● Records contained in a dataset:
───
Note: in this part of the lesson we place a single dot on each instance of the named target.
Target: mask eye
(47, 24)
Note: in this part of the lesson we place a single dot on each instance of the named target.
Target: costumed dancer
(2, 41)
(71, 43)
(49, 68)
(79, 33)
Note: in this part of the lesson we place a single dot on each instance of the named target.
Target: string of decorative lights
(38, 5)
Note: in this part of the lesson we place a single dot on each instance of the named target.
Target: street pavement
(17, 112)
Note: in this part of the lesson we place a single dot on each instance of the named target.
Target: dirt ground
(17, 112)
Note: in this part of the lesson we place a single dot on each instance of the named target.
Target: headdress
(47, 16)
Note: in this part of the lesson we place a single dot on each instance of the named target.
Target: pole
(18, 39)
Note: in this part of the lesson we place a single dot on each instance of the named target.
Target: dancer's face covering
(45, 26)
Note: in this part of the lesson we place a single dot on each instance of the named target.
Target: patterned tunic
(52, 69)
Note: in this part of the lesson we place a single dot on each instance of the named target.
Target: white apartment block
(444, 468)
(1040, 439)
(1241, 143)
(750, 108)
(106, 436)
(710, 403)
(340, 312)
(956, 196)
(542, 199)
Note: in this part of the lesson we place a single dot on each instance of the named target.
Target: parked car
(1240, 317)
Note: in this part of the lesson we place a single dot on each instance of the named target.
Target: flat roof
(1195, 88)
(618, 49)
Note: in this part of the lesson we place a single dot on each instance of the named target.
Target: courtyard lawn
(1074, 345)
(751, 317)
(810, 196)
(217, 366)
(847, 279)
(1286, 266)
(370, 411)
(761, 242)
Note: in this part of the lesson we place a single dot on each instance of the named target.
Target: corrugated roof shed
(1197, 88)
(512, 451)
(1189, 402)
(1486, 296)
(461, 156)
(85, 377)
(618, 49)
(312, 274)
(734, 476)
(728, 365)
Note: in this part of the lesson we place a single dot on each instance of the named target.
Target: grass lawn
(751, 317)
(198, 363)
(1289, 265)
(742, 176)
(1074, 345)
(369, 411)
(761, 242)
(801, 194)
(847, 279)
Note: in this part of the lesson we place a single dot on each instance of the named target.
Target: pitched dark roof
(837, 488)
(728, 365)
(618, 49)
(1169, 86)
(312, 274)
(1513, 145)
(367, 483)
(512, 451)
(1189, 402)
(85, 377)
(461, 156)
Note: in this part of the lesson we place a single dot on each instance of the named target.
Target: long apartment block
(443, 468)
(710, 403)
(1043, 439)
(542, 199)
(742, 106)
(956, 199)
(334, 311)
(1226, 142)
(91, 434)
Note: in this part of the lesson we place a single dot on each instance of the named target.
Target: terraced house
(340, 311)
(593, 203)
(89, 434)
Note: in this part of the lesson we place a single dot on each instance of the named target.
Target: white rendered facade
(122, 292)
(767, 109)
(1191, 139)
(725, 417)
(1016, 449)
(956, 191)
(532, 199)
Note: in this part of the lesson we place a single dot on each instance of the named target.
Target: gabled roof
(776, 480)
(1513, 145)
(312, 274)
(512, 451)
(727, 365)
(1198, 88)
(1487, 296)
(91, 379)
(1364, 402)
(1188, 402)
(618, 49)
───
● EXERCISE OBJECTIVE: Set down all of the data above again, exactly.

● PROBLEM SOLUTION:
Note: in this part of the lesson we place a single dot on each instance of the named target.
Target: mask eye
(47, 24)
Note: in this part of the lesson we place a single dot on each instance of the named target.
Target: costumed dancer
(2, 41)
(71, 43)
(49, 68)
(79, 33)
Note: in this part of the lesson we place a single dot on each instance of the named target.
Target: string of decorative lights
(38, 5)
Note: in this part of the lesson we place a single dot on each instance of the named target.
Target: street pavement
(17, 112)
Note: in this part of the lesson we place a single dot on each instance of the named target.
Target: dirt ground
(17, 112)
Note: in this part of the lesson we place a single dot on each instance of the named target.
Target: headdress
(47, 16)
Note: in this part of the lesson we place a single dot on each instance of the named target.
Target: pole
(18, 39)
Note: in this part of the lesson we place a single dot on each instance of the named target.
Target: dancer's face covering
(45, 26)
Note: in this part of the lesson we place a single dot on each instance of the named target.
Target: patterned tunic
(52, 69)
Note: in this part of the lesson we place a single dot on each instance of the named target.
Target: white apartment block
(444, 468)
(1040, 439)
(1241, 143)
(750, 108)
(106, 436)
(710, 403)
(340, 312)
(956, 196)
(542, 199)
Note: in this part of the lesson we place a single dot on each instance of the named target.
Target: parked car
(1240, 317)
Note: in this part of the lesson we place a single dot on each instance of the named target.
Target: flat roof
(1195, 88)
(618, 49)
Note: in this part of the lesson we place a single dot on each instance of the named target.
Target: courtyard lawn
(1074, 345)
(751, 317)
(810, 196)
(217, 366)
(847, 279)
(1286, 266)
(370, 411)
(761, 242)
Note: in this part of the lesson we place a single dot on each instance of the named target.
Target: corrugated roof shed
(1197, 88)
(512, 451)
(1189, 402)
(1486, 296)
(461, 156)
(85, 377)
(618, 49)
(312, 274)
(734, 476)
(728, 365)
Note: in this part of the lesson we place a single dot on each instance of the named target.
Target: grass lawn
(751, 317)
(198, 363)
(1289, 265)
(742, 176)
(1074, 345)
(369, 411)
(761, 242)
(801, 194)
(847, 279)
Note: in this part of the lesson we place a single dot on each instance of the named target.
Target: pitched dark roof
(837, 488)
(728, 365)
(618, 49)
(1169, 86)
(312, 274)
(1513, 145)
(367, 483)
(512, 451)
(1189, 402)
(85, 377)
(461, 156)
Note: in this part of the lesson we place a single dot on each instance of the named target.
Target: long apartment block
(443, 468)
(710, 403)
(1043, 439)
(542, 199)
(742, 106)
(956, 199)
(334, 311)
(1226, 142)
(91, 434)
Note: in this part of the lesson we place a single dot on each instance of the named target.
Target: terraced house
(340, 311)
(593, 203)
(89, 434)
Note: in this part of the lesson we place a single dot on each instance of the named target.
Target: white rendered facade
(122, 292)
(767, 109)
(1191, 139)
(725, 417)
(1016, 449)
(956, 191)
(532, 199)
Note: in this part of the lesson we place a single dot on each instance of the named target.
Target: gabled roof
(776, 480)
(1513, 145)
(312, 274)
(512, 451)
(727, 365)
(1198, 88)
(1487, 296)
(91, 379)
(1364, 402)
(1188, 402)
(618, 49)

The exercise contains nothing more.